_Task to carry out_: Where a line holds the word "electronic", copy it from the records.

━━━━━━━━━━

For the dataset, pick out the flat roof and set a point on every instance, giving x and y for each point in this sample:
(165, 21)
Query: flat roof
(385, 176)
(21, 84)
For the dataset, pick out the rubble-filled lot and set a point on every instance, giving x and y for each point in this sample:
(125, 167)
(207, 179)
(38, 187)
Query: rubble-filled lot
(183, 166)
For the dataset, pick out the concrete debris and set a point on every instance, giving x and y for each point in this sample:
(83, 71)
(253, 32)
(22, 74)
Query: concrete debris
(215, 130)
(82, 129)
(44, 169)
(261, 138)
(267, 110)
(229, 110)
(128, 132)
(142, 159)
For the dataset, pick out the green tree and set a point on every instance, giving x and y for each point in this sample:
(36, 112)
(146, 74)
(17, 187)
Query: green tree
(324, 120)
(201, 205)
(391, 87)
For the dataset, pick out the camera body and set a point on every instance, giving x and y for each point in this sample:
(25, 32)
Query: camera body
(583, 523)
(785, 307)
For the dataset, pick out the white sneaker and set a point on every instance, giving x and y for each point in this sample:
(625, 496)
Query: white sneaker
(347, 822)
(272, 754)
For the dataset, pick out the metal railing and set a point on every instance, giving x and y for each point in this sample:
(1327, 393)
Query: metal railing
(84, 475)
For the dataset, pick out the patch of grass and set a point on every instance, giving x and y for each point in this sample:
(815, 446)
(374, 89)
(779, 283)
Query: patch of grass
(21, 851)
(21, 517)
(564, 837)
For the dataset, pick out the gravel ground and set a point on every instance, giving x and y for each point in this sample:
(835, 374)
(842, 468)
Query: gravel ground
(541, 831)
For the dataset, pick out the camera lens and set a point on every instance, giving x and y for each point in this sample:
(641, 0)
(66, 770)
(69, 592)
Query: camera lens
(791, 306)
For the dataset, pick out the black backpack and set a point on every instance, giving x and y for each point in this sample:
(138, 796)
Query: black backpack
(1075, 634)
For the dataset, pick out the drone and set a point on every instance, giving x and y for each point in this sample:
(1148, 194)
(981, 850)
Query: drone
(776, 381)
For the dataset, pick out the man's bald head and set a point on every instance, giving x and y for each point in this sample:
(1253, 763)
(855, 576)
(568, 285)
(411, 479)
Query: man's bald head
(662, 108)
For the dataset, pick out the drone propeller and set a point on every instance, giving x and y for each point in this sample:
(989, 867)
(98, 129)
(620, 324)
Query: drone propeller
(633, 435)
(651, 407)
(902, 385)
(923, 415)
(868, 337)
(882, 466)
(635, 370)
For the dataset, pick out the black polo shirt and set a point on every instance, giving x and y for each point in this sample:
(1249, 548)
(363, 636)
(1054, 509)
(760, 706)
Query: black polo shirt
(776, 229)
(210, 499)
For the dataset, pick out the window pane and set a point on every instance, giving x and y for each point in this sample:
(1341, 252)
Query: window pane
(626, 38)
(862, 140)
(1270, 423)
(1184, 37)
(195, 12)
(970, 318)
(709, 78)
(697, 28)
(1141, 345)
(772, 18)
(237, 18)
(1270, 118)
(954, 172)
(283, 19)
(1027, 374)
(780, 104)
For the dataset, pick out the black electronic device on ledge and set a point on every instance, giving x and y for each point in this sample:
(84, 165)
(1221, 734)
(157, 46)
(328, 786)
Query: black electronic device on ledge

━━━━━━━━━━

_Exercise solution_:
For the dataset, pick out the black electronic device on ledge and set a point on every instance, giving x and y for each point in this sample:
Query: black electronic device on ledge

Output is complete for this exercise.